**SET PROBLEM 1:** Could you reproduce the part of the CADFAS text that runs from "In 2025 we offer" to "around the country."?

**QUOTED TEXT:**
··········

Canterbury Decorative & Fine Arts Society (CADFAS)

Founded in 2001, CADFAS (Canterbury Decorative and Fine Arts Society) was the first NZ overseas member society of The Arts Society (formerly NADFAS) in the UK. The success of the Society is built on the high quality of the monthly lectures which are given by lecturers of proven ability who are specialists in their field and are endorsed by The Arts Society. CADFAS is twinned with both the Harrogate and Brisbane River Societies.

CADFAS Programme Details

The lectures are held in the Charles Luney Auditorium, St Margaret’s College, 12 Winchester Street, at 7.30 pm on a Monday evening. They last approximately one hour and wine and sandwiches are served afterwards. Guests of current CADFAS members are most welcome ($25.00 per guest) and $15 for visiting members of other New Zealand DFAS Societies but we would appreciate their names in advance so name tags may be prepared. Please phone or text Jan Rutherford 027 227 7149 or Libby Harrop 027 473 0028.

our 2025 programme

In 2025 we offer seven accredited The Arts Society lecturers from the UK and one Australian-based lecturer. Six of these will be with us in person and two will come via live broadcast from the UK. With the online lectures, there are opportunities to view additional topics from home, tuning in to the lectures hosted by the other Societies around the country.

We hope that things will run smoothly but will be ready to adapt our programme arrangements if necessary.

Membership

Our subscription for 2025 is $150.00 per person. Subscription notices are sent out in October and are payable by 31st October.

Returning members:  Please make payment by internet banking and ensure you include your last name and initials in the Reference field.
If you have changed any contact details please complete the CADFAS Membership Form 2025 and return to :  canterburydfas@gmail.com

New Members:  Please download the CADFAS Membership Form 2025 then complete and make your payment according to the directions on the form.

··········

[Records]
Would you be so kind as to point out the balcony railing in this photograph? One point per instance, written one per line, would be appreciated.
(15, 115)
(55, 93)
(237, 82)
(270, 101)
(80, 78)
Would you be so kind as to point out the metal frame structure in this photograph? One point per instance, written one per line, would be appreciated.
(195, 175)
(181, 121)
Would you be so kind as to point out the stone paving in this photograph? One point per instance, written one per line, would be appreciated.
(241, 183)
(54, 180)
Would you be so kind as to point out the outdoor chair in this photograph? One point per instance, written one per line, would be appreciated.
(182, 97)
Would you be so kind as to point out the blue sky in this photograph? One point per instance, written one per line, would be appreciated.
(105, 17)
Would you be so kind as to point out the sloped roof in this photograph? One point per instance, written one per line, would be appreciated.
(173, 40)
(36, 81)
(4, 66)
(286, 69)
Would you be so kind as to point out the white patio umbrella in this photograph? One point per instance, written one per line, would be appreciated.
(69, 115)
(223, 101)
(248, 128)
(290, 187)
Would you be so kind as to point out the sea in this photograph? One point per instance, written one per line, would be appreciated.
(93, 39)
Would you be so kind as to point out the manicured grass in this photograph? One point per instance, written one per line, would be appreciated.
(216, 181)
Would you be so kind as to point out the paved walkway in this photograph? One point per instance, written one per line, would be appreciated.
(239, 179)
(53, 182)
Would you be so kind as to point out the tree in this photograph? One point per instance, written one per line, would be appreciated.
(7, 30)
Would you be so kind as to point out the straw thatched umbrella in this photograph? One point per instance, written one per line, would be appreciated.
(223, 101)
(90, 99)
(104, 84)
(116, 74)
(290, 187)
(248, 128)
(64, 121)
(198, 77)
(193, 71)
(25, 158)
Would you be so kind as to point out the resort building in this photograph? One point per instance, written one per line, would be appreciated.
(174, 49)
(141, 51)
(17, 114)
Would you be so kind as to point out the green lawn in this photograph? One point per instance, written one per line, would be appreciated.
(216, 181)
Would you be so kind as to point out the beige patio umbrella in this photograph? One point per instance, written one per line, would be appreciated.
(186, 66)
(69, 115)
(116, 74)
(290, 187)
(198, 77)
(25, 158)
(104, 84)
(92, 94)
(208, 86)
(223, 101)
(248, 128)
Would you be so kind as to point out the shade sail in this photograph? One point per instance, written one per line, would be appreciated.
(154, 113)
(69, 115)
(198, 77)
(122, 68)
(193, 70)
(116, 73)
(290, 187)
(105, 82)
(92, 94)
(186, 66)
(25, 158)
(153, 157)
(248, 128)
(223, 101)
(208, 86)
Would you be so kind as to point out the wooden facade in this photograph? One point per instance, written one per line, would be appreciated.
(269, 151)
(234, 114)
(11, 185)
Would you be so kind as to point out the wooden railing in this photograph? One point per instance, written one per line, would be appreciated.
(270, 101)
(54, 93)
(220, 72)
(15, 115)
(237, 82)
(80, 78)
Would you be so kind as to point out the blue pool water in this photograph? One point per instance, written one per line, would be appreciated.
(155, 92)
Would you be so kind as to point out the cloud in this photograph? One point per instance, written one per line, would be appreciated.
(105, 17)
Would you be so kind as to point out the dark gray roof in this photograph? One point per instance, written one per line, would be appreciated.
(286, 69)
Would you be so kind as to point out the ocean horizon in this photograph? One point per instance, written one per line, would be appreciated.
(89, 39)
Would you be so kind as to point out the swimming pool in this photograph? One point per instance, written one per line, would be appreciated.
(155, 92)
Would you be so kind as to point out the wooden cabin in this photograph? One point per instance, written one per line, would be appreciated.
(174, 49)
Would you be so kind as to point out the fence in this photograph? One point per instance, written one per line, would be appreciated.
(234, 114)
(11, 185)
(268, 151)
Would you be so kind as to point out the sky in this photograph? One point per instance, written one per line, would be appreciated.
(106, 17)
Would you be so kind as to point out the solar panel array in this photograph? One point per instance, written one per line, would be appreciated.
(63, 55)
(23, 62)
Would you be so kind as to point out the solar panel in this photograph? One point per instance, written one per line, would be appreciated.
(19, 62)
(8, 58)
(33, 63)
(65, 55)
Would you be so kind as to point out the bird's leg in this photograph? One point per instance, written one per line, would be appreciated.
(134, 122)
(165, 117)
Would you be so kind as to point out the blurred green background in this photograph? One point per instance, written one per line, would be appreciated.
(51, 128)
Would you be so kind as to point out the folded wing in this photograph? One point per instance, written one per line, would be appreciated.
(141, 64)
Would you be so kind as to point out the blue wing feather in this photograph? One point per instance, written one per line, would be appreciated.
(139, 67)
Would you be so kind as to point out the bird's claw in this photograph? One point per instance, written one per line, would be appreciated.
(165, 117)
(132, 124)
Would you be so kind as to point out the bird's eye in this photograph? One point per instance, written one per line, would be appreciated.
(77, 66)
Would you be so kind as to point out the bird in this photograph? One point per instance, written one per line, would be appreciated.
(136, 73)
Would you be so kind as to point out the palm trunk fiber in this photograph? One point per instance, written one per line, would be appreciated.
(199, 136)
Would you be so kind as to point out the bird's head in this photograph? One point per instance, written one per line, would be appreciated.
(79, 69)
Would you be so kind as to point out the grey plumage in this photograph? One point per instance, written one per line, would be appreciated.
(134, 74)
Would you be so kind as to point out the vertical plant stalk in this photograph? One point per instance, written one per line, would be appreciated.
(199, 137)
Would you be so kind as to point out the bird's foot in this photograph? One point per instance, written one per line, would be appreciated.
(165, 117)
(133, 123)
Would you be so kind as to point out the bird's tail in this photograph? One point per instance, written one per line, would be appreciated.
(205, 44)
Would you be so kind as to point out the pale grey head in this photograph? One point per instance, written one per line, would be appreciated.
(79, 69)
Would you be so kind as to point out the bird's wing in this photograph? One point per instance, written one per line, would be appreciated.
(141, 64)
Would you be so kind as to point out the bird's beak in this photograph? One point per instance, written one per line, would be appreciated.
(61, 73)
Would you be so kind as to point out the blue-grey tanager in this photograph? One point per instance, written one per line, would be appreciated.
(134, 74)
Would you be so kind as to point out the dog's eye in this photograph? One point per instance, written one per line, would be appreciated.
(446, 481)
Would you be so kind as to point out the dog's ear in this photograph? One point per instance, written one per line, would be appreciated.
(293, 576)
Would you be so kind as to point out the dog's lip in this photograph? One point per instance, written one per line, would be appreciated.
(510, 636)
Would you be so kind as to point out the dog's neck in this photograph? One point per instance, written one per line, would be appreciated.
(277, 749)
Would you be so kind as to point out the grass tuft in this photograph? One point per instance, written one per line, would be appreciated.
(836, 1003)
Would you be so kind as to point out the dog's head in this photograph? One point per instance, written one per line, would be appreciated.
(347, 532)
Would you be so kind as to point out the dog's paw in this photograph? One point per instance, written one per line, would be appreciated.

··········

**SET PROBLEM 2:** Which lines of the records contain the word "wooden"? Show every one of them, and count only matches in the same case.

**COMPLETE ANSWER 1:**
In 2025 we offer seven accredited The Arts Society lecturers from the UK and one Australian-based lecturer. Six of these will be with us in person and two will come via live broadcast from the UK. With the online lectures, there are opportunities to view additional topics from home, tuning in to the lectures hosted by the other Societies around the country.

**COMPLETE ANSWER 2:**
Would you be so kind as to point out the wooden facade in this photograph? One point per instance, written one per line, would be appreciated.
Would you be so kind as to point out the wooden railing in this photograph? One point per instance, written one per line, would be appreciated.
Would you be so kind as to point out the wooden cabin in this photograph? One point per instance, written one per line, would be appreciated.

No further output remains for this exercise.